Task to carry out ▸ What's wanted is a faithful retyping of every entry, pictures excluded.

[Saved data entries]
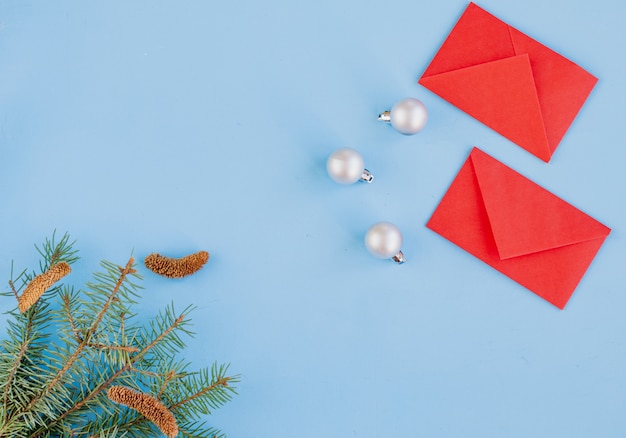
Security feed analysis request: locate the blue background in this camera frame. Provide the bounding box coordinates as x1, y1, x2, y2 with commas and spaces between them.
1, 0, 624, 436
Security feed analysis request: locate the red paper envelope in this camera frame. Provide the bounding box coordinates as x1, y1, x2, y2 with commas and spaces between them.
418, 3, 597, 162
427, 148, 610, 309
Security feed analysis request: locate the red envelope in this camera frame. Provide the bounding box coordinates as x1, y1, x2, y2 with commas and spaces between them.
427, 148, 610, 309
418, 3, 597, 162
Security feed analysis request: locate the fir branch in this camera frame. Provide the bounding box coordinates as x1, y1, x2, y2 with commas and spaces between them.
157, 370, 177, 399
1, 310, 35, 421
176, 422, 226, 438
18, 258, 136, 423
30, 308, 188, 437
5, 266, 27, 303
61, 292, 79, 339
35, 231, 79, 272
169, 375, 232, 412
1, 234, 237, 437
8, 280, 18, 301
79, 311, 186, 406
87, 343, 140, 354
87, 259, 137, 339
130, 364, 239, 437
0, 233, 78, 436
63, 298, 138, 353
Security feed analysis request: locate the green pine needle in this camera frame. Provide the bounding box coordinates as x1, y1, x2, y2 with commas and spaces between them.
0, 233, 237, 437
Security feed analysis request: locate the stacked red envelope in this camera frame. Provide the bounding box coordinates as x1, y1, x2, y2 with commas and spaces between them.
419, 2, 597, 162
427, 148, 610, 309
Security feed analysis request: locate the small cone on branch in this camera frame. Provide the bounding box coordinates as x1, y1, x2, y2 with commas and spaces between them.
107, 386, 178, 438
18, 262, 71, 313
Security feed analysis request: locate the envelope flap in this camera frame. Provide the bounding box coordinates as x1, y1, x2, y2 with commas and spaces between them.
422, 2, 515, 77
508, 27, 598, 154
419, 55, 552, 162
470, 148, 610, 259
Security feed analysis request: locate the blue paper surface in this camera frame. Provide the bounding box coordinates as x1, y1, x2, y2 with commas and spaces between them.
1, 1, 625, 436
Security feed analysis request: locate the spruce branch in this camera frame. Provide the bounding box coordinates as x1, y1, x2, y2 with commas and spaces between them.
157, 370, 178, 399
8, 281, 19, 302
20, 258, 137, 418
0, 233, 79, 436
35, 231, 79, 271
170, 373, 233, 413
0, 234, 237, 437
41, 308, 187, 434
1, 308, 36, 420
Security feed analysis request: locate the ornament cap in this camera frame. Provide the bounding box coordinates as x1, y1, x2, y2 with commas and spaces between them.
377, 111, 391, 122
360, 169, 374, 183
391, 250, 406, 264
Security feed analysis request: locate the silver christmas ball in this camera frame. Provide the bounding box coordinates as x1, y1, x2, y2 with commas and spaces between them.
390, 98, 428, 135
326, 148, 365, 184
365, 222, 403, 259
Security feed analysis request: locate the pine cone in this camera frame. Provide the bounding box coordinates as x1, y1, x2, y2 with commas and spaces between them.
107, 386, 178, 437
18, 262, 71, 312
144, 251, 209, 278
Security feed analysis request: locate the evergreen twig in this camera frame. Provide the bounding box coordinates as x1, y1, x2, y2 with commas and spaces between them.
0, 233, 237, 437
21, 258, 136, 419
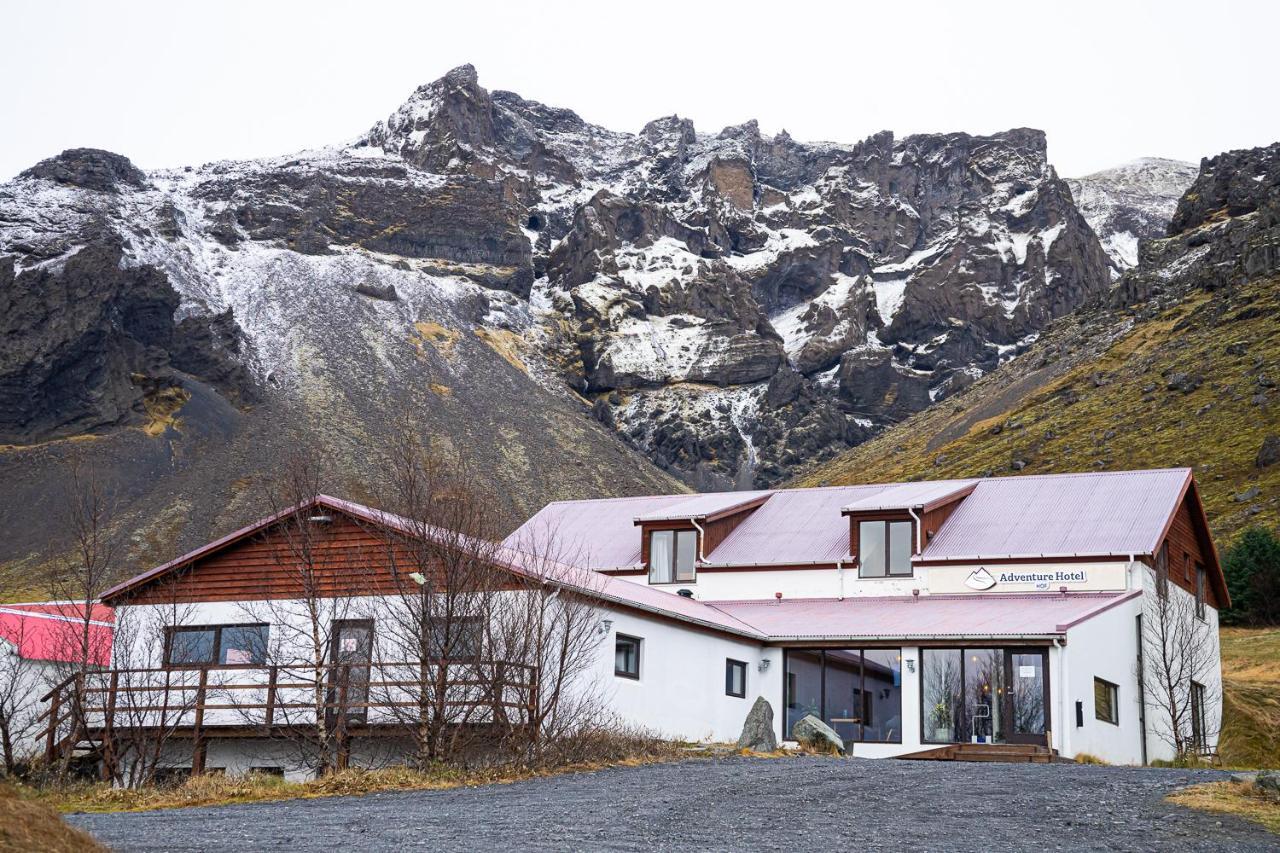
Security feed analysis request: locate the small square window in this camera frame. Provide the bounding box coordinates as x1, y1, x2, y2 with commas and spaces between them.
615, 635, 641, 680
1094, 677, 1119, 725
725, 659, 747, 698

Answer space ▸
Security feed analysis request: locate the blue background in this camera frame. Provide the bounding box coordinates as x1, y1, x2, y2 with commas and spaces between them.
1, 0, 624, 436
Security feed analysis request: locate the red paper envelope in this camera frame. Provide the bounding box coordinates as x1, y1, x2, y2 with commas and spaces between them.
418, 3, 597, 162
427, 148, 610, 309
Security feed analysis request: locate the red envelope in this camera frame. Provide the bounding box coordinates as x1, y1, x2, y2 with commas and spaces between them.
427, 148, 610, 309
418, 3, 597, 162
Security feed analysis request: locate the fir branch in this camera frame. Provide the bounding box coordinates as x1, y1, x2, y2 with commas and spaces between them.
157, 370, 177, 399
1, 310, 35, 421
176, 422, 226, 438
18, 258, 136, 423
30, 308, 188, 437
5, 266, 27, 303
61, 292, 79, 339
35, 231, 79, 272
169, 375, 232, 412
1, 234, 237, 437
8, 280, 18, 301
79, 311, 186, 406
87, 343, 140, 354
87, 259, 137, 339
130, 364, 239, 437
0, 233, 78, 436
63, 298, 138, 353
Security feed analysis request: locate the green pine needle in this camera frame. Provide the bounding box coordinates as x1, y1, x2, y2 with commas and spaces between them.
0, 233, 237, 437
Security feed analysis request: locate the stacked red envelope in this camera frame. Provide the bounding box coordinates as x1, y1, x2, y2 with commas and spaces between them.
419, 2, 597, 162
427, 148, 610, 309
Security feed analysis request: locate the small cone on branch in this camera frame. Provide the bounding box coordinates as x1, y1, x2, y2 with commas and spaces between them.
107, 386, 178, 438
18, 262, 71, 313
Security feed analysis request: locate the envelope flap in this camera frame. Provide the bounding box coordinates as x1, y1, x2, y2 with commas and spaces between them.
422, 2, 515, 77
508, 27, 598, 154
419, 55, 552, 162
470, 148, 610, 259
Security feed analysis request: locate the blue paper surface in this camera frame. Provide the bounding box coordinates as x1, y1, x2, y2 with commas and spaces between them.
1, 1, 625, 436
Security feed analysis request: locate the spruce branch in this camera frame. Provide the bounding box coordinates as x1, y1, x2, y2 with commas and spaces between them.
157, 370, 178, 399
8, 281, 19, 302
20, 258, 137, 418
0, 233, 79, 436
35, 231, 79, 271
170, 373, 233, 413
0, 234, 237, 437
41, 308, 187, 434
1, 308, 36, 420
Security feed analysis request: locate the ornament cap in this camera frame. Provide the bounding box coordinates as x1, y1, x2, y2 with commas and spaces between them.
377, 111, 391, 122
360, 169, 374, 183
391, 250, 406, 264
Security feed analysis request: locate the silver christmas ball in this camera frame. Provide the bounding box coordinates as x1, y1, x2, y2 with commas and spaces between them.
390, 98, 428, 135
326, 148, 365, 184
365, 222, 403, 259
Security feed analysis request: locate the pine cone in this camera frame. Provide the bounding box coordinates as x1, y1, x2, y2 with commas and spaces between them.
107, 386, 178, 437
18, 262, 71, 312
144, 251, 209, 278
Security feed analysis request: locate the evergreen twig in this camera frame. Provide the bounding box coordinates as x1, y1, x2, y2 with commas and spaces between them.
0, 233, 237, 437
21, 258, 136, 419
Security feed analysis request: locate the small square window in this camera frame. Provide the bounding box coordinates as x1, y1, x2, y2 with commas and spaces between them.
615, 635, 641, 680
1094, 677, 1119, 725
725, 659, 747, 698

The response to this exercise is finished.